▶ **Given task 1**
In the beer-brewing discussion, reproduce everything from "Snuffy, I enjoy" down to "a bit advanced.)".
▶ **Given task 2**
Answer these about the beer-brewing discussion:
(a) What does the discussion compare making cider to?
(b) What flavor of mead has the writer who addresses Snuffy been working on?
(c) What style of beer has that writer been researching?
▶ **Given task 3**
Can you carry the beer-brewing discussion on past its final sentence?

▶ **Passage shown**
···

If you aren't really into beer, the experience will be mostly academic. But beer can be rapid and rewarding. If you are into beer, it's mui gratifying. Cider is quick too, but it's kind of like making Kool-aid in comparison. And I like Kool-aid so don't read anything insulting into that. I'm talking about processes, not persons.
 
If you aren't really into beer, the experience will be mostly academic. But beer can be rapid and rewarding. If you are into beer, it's mui gratifying. Cider is quick too, but it's kind of like making Kool-aid in comparison. And I like Kool-aid so don't read anything insulting into that. I'm talking about processes, not persons.
Snuffy, I enjoy many beer's usually from one of my local breweries and haven't been disappointed. I want to try making my own because I've been doing research into the SMASH style beers to get a feel for different malts and hops. After I've made a few of them I want to try crafting my own recipe. Been dialing in a mead recipe for a strawberry rhubarb mead and with my most recent batches I think I'm happy with the ratio of honey and fruit flavor. So I want to try making my own recipe for beer (Maybe not strawberry rhubarb since with my reading adding fruits and fruit flavors to beer can be a bit advanced.)
 
If you aren't really into beer, the experience will be mostly academic. But beer can be rapid and rewarding. If you are into beer, it's mui gratifying. Cider is quick too, but it's kind of like making Kool-aid in comparison. And I like Kool-aid so don't read anything insulting into that. I'm talking about processes, not persons.

···

▶ **Provided material**
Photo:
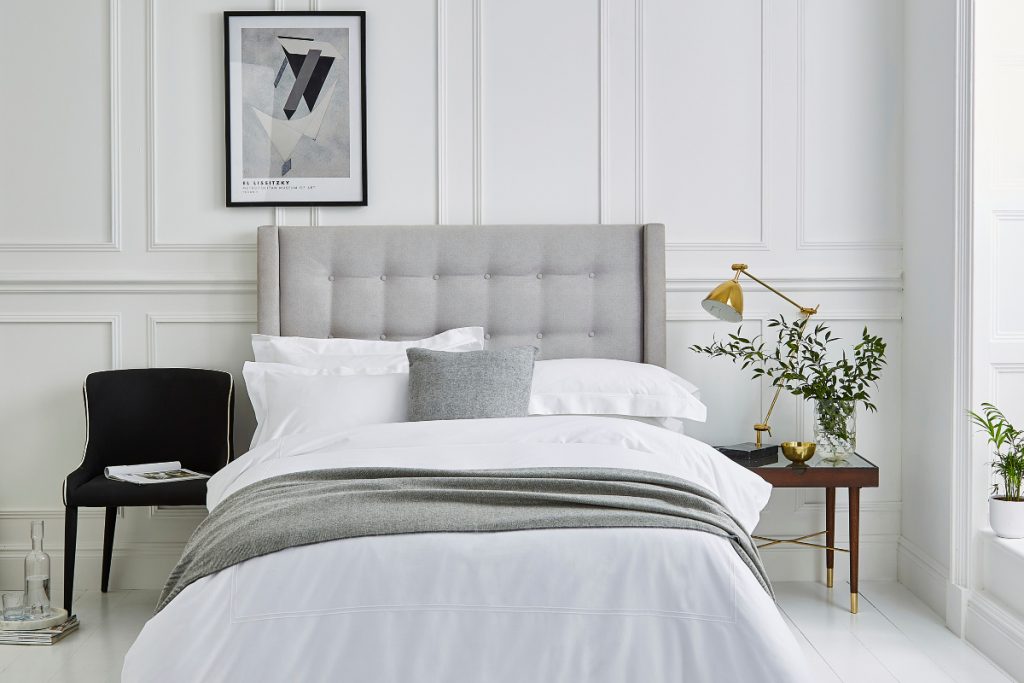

···

▶ **Task answer 1**
Snuffy, I enjoy many beer's usually from one of my local breweries and haven't been disappointed. I want to try making my own because I've been doing research into the SMASH style beers to get a feel for different malts and hops. After I've made a few of them I want to try crafting my own recipe. Been dialing in a mead recipe for a strawberry rhubarb mead and with my most recent batches I think I'm happy with the ratio of honey and fruit flavor. So I want to try making my own recipe for beer (Maybe not strawberry rhubarb since with my reading adding fruits and fruit flavors to beer can be a bit advanced.)

▶ **Task answer 2**
(a) Making Kool-aid.
(b) Strawberry rhubarb.
(c) SMASH style beers.

▶ **Task answer 3**
I think you're doing cider down, there, Snuffy. I don't know what (hard?) cider is like States-side, but in merry England it's truly nectar if the godless.
I'm drinking from a 10 litre bag-in-the-box of The General by Sandford Orchards. It's completely still (flat), room temperature, 8.3% and delicious.
I'm not sure that I don't prefer cider to beer.
But: the cider-making season is quite short- when the apples are ready
and: the process is entirely different to making beer
and: in France, I haven't access to the apples I need to make West-Country still cider. French cidre bouché is quite different and uses apples with insufficient tannins for my liking.

But making good cider is no doddle.
 
Snuffy, I enjoy many beer's usually from one of my local breweries and haven't been disappointed. I want to try making my own because I've been doing research into the SMASH style beers to get a feel for different malts and hops. After I've made a few of them I want to try crafting my own recipe. Been dialing in a mead recipe for a strawberry rhubarb mead and with my most recent batches I think I'm happy with the ratio of honey and fruit flavor. So I want to try making my own recipe for beer (Maybe not strawberry rhubarb since with my reading adding fruits and fruit flavors to beer can be a bit advanced.)
You know, SMASH brewing to start is probably a great approach. I kind of wish I had done something like that. Worked my way thru learning the characteristics of grain and hops. I just knew a beer style I liked and went for the first recipe that was close to it. I think that method gets you mostly yeast knowledge to start since that begins to be the variable over time.
 
I think you're doing cider down, there, Snuffy. I don't know what (hard?) cider is like States-side, but in merry England it's truly nectar if the godless.
I'm drinking from a 10 litre bag-in-the-box of The General by Sandford Orchards. It's completely still (flat), room temperature, 8.3% and delicious.
I'm not sure that I don't prefer cider to beer.
But: the cider-making season is quite short- when the apples are ready
and: the process is entirely different to making beer
and: in France, I haven't access to the apples I need to make West-Country still cider. French cidre bouché is quite different and uses apples with insufficient tannins for my liking.

But making good cider is no doddle.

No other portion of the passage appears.